Task to carry out
From the records below, copy every line that contains the word "stands".

Material shown
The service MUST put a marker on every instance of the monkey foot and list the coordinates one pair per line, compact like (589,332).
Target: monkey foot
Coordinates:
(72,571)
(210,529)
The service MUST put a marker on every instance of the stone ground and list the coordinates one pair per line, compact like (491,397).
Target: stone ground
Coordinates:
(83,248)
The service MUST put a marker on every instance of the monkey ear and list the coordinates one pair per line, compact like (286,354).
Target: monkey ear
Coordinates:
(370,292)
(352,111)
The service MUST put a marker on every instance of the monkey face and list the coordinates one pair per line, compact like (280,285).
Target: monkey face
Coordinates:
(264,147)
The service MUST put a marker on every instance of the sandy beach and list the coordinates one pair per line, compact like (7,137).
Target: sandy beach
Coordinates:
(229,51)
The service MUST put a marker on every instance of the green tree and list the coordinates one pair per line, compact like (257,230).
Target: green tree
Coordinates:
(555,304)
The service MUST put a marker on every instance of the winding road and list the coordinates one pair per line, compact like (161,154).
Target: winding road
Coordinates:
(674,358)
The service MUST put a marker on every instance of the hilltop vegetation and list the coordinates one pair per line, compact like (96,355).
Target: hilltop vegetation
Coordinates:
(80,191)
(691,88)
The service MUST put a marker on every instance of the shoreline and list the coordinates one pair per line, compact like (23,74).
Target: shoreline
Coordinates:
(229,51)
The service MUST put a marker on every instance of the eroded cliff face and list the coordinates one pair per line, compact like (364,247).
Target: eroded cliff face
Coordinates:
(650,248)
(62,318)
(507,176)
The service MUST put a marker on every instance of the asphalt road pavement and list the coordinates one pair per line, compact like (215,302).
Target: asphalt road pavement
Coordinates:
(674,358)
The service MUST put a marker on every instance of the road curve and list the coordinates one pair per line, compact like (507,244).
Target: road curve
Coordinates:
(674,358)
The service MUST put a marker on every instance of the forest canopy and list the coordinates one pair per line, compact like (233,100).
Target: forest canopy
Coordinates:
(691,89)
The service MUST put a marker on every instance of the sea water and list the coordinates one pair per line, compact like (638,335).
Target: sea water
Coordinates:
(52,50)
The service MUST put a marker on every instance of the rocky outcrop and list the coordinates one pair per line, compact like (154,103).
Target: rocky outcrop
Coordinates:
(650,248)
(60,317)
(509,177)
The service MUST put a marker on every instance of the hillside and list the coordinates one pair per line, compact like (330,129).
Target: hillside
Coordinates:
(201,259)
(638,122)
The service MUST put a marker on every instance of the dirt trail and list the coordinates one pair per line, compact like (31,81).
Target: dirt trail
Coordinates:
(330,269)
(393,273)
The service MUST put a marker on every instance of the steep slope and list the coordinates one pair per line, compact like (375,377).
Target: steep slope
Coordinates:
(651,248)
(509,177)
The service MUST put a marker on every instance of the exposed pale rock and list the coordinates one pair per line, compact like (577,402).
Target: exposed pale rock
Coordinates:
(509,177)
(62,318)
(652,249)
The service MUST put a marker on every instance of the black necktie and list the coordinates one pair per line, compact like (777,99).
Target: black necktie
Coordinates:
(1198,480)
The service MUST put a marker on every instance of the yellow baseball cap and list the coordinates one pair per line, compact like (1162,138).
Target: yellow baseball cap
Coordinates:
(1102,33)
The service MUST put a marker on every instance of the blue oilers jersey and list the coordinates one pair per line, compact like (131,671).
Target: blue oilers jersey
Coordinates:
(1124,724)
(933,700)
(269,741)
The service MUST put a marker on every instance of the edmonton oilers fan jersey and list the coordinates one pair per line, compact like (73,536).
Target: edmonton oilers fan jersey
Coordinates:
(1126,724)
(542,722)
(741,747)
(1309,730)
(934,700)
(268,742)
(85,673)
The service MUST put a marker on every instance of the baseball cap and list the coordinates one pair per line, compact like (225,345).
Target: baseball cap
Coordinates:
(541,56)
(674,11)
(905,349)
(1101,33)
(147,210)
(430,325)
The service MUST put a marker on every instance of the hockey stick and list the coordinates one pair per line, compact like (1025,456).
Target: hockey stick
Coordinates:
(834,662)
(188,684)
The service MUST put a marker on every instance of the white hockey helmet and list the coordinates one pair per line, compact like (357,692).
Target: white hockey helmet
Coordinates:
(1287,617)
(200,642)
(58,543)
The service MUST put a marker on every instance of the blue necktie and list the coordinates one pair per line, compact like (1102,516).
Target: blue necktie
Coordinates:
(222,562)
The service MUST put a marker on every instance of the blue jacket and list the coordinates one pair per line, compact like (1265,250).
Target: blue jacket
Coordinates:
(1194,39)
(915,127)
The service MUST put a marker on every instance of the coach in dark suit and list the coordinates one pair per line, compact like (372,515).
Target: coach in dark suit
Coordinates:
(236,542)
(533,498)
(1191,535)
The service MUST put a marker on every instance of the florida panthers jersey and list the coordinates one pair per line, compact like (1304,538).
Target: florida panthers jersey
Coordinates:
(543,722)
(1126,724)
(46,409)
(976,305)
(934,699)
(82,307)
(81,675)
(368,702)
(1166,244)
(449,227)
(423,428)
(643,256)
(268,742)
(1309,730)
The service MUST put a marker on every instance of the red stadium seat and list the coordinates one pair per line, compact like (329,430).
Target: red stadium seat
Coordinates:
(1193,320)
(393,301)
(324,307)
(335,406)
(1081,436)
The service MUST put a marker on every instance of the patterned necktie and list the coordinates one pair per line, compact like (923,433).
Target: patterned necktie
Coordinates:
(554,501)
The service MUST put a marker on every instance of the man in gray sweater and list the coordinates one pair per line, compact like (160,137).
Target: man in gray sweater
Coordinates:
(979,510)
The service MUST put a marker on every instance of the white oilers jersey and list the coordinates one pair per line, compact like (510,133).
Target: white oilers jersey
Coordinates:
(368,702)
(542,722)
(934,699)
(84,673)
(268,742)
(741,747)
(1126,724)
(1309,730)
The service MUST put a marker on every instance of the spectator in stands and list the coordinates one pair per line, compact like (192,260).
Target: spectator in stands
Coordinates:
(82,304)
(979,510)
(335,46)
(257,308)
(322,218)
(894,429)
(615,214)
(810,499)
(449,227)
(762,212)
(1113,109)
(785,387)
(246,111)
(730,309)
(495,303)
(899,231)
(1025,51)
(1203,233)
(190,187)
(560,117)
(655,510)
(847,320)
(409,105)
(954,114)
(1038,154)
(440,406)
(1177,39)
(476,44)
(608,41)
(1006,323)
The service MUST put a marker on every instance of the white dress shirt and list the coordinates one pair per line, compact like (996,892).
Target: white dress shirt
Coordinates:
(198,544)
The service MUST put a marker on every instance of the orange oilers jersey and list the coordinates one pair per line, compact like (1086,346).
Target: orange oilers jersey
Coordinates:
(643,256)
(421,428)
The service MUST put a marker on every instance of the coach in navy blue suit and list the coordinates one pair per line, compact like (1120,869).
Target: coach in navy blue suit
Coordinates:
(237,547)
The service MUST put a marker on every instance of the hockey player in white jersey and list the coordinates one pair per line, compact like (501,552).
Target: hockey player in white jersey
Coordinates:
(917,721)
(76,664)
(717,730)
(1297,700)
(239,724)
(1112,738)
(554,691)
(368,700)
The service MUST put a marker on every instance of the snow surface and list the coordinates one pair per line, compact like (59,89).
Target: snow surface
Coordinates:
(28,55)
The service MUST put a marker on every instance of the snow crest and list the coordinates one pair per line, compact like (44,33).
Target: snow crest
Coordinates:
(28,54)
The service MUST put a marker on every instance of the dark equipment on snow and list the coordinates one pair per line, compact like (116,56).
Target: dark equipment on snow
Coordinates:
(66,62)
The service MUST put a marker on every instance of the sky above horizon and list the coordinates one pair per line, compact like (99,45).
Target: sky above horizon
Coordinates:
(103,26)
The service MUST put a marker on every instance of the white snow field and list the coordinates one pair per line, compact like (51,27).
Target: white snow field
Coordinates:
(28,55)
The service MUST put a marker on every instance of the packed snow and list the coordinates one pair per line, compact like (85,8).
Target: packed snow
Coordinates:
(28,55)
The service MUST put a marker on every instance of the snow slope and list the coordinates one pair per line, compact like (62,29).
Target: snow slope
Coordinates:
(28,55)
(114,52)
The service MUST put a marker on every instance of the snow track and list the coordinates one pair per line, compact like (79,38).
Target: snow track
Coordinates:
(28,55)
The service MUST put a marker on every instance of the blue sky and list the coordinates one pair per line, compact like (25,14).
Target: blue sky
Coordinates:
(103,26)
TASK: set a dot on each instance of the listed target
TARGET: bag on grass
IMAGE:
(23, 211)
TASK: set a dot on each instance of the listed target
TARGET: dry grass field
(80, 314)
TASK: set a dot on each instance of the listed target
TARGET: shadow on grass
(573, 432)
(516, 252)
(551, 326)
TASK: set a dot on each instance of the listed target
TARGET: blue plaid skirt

Task output
The service MUST put a marker on every instance of the spectator in stands and list the coordinates one pair per line, compact like (192,260).
Target: spectator in stands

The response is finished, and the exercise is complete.